● **Entries supplied**:
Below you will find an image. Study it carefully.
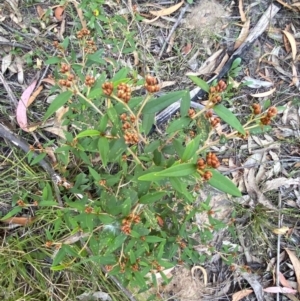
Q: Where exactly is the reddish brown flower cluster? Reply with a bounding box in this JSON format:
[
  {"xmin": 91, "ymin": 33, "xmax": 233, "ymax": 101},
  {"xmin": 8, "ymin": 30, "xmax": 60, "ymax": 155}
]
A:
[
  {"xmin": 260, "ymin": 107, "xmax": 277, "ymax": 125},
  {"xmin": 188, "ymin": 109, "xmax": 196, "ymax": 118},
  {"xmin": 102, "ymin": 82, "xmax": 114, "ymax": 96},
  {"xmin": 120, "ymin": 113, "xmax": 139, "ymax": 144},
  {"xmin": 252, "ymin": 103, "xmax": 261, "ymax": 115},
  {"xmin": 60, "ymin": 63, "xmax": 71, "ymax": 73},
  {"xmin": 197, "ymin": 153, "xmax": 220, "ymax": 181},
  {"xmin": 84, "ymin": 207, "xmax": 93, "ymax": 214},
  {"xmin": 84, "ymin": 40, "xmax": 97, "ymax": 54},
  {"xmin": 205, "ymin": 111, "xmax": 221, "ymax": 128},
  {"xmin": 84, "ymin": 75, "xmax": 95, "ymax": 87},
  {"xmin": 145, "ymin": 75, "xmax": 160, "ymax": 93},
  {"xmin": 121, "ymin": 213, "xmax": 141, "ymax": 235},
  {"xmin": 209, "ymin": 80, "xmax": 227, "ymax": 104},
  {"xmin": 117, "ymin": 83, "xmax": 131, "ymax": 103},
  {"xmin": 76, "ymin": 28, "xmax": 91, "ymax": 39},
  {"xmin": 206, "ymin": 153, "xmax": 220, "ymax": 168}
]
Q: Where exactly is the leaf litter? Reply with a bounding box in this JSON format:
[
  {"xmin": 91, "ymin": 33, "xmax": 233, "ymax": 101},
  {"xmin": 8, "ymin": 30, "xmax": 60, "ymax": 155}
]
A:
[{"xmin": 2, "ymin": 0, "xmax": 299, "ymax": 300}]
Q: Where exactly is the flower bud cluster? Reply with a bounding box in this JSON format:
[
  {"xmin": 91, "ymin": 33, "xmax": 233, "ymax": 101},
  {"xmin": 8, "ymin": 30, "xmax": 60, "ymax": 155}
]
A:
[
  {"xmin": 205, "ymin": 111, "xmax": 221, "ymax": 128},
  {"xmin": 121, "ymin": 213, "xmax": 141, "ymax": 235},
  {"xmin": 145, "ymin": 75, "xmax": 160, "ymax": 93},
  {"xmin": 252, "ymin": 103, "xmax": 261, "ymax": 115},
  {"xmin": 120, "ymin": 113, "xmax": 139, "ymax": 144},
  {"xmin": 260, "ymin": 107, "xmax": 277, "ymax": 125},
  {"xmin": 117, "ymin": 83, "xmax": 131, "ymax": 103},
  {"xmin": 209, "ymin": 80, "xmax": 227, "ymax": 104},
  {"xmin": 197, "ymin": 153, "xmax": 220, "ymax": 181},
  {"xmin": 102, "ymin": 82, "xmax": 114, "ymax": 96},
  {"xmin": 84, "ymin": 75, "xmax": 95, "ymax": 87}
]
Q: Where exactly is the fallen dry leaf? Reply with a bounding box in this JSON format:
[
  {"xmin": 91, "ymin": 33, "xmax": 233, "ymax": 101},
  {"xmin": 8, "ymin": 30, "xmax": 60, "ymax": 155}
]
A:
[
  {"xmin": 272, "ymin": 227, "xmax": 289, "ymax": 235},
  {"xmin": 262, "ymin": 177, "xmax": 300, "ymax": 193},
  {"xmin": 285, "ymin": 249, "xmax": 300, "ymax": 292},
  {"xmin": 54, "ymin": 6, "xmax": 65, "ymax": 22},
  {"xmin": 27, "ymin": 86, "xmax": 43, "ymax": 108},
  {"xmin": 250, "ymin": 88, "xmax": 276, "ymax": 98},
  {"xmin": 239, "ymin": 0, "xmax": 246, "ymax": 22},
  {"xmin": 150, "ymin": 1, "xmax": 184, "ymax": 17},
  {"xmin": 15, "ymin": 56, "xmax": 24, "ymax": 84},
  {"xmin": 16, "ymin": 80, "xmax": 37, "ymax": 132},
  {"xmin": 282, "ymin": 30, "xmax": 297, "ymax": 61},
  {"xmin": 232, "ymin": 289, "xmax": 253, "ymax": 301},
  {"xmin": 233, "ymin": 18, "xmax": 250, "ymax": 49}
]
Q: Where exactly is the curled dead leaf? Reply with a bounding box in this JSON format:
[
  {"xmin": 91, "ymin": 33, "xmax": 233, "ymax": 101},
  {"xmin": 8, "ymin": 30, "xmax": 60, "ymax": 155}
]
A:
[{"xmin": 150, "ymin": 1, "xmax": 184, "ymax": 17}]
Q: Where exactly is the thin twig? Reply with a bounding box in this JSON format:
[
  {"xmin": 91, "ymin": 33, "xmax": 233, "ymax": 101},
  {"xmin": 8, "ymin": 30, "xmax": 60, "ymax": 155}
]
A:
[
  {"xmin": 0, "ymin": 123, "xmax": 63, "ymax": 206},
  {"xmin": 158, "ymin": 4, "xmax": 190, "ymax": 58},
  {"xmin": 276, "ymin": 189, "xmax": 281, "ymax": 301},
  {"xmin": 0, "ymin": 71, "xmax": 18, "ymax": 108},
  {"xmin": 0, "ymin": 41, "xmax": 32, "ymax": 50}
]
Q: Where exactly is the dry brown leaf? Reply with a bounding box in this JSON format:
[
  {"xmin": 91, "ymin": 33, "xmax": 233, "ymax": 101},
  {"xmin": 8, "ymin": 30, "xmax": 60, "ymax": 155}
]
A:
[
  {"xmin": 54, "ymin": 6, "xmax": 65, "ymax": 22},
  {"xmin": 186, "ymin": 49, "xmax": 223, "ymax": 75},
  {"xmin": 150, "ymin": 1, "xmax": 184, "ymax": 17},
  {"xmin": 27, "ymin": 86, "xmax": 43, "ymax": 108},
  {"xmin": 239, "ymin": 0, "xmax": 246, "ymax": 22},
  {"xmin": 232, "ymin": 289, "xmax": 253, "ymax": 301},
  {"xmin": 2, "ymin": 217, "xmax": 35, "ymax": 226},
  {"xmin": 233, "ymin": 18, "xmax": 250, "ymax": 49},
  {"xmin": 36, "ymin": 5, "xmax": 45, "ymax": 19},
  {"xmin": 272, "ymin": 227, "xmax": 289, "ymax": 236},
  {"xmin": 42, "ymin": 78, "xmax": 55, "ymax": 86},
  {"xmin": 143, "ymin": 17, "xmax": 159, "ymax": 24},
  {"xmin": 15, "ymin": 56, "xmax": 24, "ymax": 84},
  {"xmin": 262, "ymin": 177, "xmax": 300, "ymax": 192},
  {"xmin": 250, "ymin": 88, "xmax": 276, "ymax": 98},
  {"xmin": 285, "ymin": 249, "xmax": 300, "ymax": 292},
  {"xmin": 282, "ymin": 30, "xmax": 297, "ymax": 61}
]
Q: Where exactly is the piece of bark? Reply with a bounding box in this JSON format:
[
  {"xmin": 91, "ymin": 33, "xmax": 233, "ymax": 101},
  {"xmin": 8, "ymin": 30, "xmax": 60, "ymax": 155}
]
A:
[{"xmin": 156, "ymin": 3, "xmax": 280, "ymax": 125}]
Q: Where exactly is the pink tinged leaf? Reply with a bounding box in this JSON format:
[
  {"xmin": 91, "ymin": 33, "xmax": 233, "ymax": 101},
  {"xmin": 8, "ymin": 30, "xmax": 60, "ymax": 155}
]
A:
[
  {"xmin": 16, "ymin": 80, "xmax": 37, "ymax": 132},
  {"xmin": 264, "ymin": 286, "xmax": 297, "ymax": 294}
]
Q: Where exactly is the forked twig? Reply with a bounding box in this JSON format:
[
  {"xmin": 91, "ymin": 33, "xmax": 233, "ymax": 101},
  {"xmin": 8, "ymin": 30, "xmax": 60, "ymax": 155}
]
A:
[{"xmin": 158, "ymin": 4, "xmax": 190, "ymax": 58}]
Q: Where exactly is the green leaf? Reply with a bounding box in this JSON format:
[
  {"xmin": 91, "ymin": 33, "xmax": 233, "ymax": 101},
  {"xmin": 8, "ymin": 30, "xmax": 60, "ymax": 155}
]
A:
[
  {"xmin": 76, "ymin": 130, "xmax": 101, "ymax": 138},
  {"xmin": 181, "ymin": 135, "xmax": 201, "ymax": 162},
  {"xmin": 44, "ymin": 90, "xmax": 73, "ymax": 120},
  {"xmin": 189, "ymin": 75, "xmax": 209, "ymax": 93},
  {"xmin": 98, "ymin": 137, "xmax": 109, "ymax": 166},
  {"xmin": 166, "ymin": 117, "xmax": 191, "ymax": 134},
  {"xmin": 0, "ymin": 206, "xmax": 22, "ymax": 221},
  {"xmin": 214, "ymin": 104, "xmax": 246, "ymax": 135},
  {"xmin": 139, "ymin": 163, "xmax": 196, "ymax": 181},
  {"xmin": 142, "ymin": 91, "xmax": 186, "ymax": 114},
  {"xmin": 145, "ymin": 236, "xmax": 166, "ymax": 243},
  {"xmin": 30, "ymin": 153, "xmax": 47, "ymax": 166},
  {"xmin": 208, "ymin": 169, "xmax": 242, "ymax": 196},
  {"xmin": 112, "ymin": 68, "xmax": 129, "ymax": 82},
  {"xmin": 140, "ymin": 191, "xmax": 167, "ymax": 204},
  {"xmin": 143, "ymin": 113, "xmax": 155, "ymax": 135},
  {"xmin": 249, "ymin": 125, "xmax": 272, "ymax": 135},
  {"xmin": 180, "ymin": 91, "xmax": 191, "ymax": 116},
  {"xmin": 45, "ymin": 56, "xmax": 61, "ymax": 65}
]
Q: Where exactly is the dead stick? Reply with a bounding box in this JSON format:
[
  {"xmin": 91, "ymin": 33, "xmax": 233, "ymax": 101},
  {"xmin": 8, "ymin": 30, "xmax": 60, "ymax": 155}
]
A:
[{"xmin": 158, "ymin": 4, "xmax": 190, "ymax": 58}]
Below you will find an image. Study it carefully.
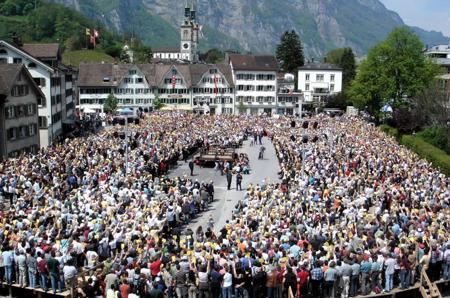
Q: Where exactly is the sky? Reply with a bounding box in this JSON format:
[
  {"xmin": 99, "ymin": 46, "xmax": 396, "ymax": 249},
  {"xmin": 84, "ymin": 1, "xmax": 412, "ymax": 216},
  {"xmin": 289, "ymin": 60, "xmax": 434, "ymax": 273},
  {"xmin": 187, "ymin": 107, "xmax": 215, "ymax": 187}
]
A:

● **Set task**: In the records above, find the line containing "Q: Where exactly is the green". Reproduce it and every line after it through the last line, omitting pictures.

● **The response**:
Q: Where exactly is the green leaf? Reply with a bounding box in this JSON format:
[
  {"xmin": 91, "ymin": 33, "xmax": 233, "ymax": 101},
  {"xmin": 8, "ymin": 30, "xmax": 60, "ymax": 155}
]
A:
[
  {"xmin": 76, "ymin": 130, "xmax": 101, "ymax": 138},
  {"xmin": 181, "ymin": 135, "xmax": 201, "ymax": 162},
  {"xmin": 44, "ymin": 90, "xmax": 73, "ymax": 120},
  {"xmin": 189, "ymin": 75, "xmax": 209, "ymax": 93},
  {"xmin": 98, "ymin": 137, "xmax": 109, "ymax": 166},
  {"xmin": 166, "ymin": 117, "xmax": 191, "ymax": 134},
  {"xmin": 0, "ymin": 206, "xmax": 22, "ymax": 221},
  {"xmin": 214, "ymin": 104, "xmax": 246, "ymax": 135},
  {"xmin": 139, "ymin": 163, "xmax": 196, "ymax": 181},
  {"xmin": 142, "ymin": 91, "xmax": 186, "ymax": 114},
  {"xmin": 145, "ymin": 236, "xmax": 166, "ymax": 243},
  {"xmin": 30, "ymin": 153, "xmax": 47, "ymax": 166},
  {"xmin": 208, "ymin": 169, "xmax": 242, "ymax": 196},
  {"xmin": 112, "ymin": 68, "xmax": 129, "ymax": 82},
  {"xmin": 140, "ymin": 191, "xmax": 167, "ymax": 204},
  {"xmin": 143, "ymin": 113, "xmax": 155, "ymax": 135},
  {"xmin": 249, "ymin": 125, "xmax": 272, "ymax": 135},
  {"xmin": 180, "ymin": 91, "xmax": 191, "ymax": 116},
  {"xmin": 45, "ymin": 56, "xmax": 61, "ymax": 65}
]
Q: Where exactly is the dead stick? Reply with a bounding box in this JSON format:
[
  {"xmin": 91, "ymin": 33, "xmax": 233, "ymax": 101},
  {"xmin": 8, "ymin": 30, "xmax": 60, "ymax": 155}
]
A:
[{"xmin": 158, "ymin": 4, "xmax": 190, "ymax": 58}]
Below you will find an image. Study it carefully.
Q: Where exactly is the sky? Reply with a bounding box in this JSON format:
[
  {"xmin": 99, "ymin": 46, "xmax": 396, "ymax": 249},
  {"xmin": 84, "ymin": 1, "xmax": 412, "ymax": 216},
  {"xmin": 289, "ymin": 60, "xmax": 434, "ymax": 273},
  {"xmin": 187, "ymin": 107, "xmax": 215, "ymax": 187}
]
A:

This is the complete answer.